Exercise prompt
Return the data below exactly, minus the pictures.

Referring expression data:
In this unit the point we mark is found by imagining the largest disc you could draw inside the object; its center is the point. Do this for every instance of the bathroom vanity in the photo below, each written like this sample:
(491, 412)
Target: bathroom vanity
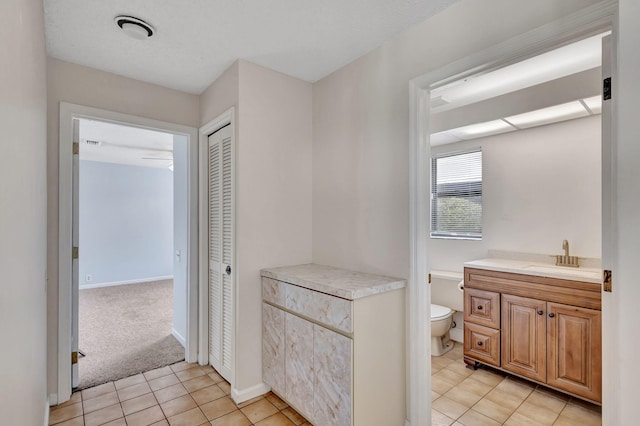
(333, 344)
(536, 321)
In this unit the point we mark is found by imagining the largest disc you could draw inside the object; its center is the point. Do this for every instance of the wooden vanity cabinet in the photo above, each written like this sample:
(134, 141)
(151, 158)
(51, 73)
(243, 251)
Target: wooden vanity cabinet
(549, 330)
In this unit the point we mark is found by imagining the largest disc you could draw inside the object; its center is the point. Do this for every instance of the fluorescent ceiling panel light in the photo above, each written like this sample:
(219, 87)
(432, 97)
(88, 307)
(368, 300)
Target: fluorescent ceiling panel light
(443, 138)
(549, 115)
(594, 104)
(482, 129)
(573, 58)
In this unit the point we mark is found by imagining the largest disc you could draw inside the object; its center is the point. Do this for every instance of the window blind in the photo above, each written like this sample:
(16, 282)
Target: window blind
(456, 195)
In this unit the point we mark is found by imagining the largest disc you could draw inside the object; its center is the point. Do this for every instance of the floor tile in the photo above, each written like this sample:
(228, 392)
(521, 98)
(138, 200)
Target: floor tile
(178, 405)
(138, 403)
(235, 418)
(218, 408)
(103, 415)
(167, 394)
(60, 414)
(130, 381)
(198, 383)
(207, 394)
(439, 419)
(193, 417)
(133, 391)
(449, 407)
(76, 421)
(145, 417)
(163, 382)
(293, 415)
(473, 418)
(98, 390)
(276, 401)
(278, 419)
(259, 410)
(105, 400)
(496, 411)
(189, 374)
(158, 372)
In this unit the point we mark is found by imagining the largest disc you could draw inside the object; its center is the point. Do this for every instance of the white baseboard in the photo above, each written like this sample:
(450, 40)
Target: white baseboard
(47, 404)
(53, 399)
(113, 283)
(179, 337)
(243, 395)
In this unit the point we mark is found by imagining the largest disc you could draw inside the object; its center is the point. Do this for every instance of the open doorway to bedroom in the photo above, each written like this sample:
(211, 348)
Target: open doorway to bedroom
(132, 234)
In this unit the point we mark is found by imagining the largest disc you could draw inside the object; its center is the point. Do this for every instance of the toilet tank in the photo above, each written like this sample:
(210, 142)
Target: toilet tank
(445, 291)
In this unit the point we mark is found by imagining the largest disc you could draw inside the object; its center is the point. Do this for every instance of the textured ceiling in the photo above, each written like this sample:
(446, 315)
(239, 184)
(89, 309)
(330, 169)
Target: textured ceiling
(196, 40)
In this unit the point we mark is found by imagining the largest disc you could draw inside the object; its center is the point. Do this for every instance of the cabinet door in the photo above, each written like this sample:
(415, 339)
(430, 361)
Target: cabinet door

Answer space
In this unit the point we mark is found by imagining the largest disc you could draw inside the object; its center is the point. Do this for every instance of the bathroom vanity in the photo below, each written like this sample:
(491, 412)
Target: bathroom vanity
(333, 344)
(536, 321)
In this unit the point we mark is found by imagining the largest disc you could draw inside the object; its center is the point. Do this for every instance of the wooden vanity cabinet in the photo above, each written like this sample:
(134, 141)
(151, 158)
(51, 73)
(243, 251)
Target: wooden vanity cabinet
(549, 330)
In this unit the point we mark is found by imagining the largest disc you could draw inside the object; its center is the point. Do this for every instance of the fluorescent ceiling panel light in the photo above, each written like this sample:
(219, 87)
(432, 97)
(88, 307)
(368, 300)
Target: fluorescent ceiling panel light
(443, 138)
(549, 115)
(594, 104)
(482, 129)
(573, 58)
In this unit the point we mark is found by imagining the largest disc you could draw inside the object; its center is the point. Do this for every instance of the window blind in the photo above, each written like this sample:
(16, 282)
Target: window blind
(456, 195)
In this unit the point we mark is found by imagining the largest disc you could draw inside the object; its center is the point. Do this for every instance of the floor tile in the photo above, each written like this sample:
(228, 392)
(521, 98)
(138, 200)
Target: floor tile
(178, 405)
(138, 403)
(235, 418)
(218, 408)
(103, 415)
(167, 394)
(60, 414)
(130, 381)
(198, 383)
(207, 394)
(439, 419)
(193, 417)
(133, 391)
(449, 407)
(76, 421)
(145, 417)
(163, 382)
(293, 415)
(473, 418)
(98, 390)
(276, 401)
(278, 419)
(259, 410)
(105, 400)
(496, 411)
(189, 374)
(158, 372)
In this unit the point we mark is found by imagining the largest disc you could draw inside the object; its center is the point. Do this for every instance of the white baseboard in the photo above, each written like this sample:
(450, 40)
Target: white baseboard
(47, 404)
(53, 399)
(113, 283)
(179, 337)
(243, 395)
In this unit the point we mark is found by imagining the largest disc you could draw inside the object; its center is the point. Do this for every instance of the open doorway to bedroom in the photo above, each written like this sample:
(211, 348)
Target: open doorway to bedroom
(132, 234)
In this unit the point we mark is found by imagining the largest disc you could draw inside the object; its center is the point. Do this for every instance of the toilet tank in the photo above, each written like this sample:
(210, 142)
Target: toilet tank
(445, 291)
In this unit the point we mark is found by imagining the largest disc you could draw inside the object; its center is the point. Do this for every instance of the textured ceiling in the photo above, each written like this sample:
(446, 315)
(239, 184)
(89, 309)
(330, 169)
Target: textured ceiling
(196, 40)
In this unit the point we mark is found by imagining the largest disc you could draw inside the object; its center is the point. Do this for every instance of the cabinet door in the photo above, each written like this sample:
(415, 339)
(430, 361)
Target: cabinet door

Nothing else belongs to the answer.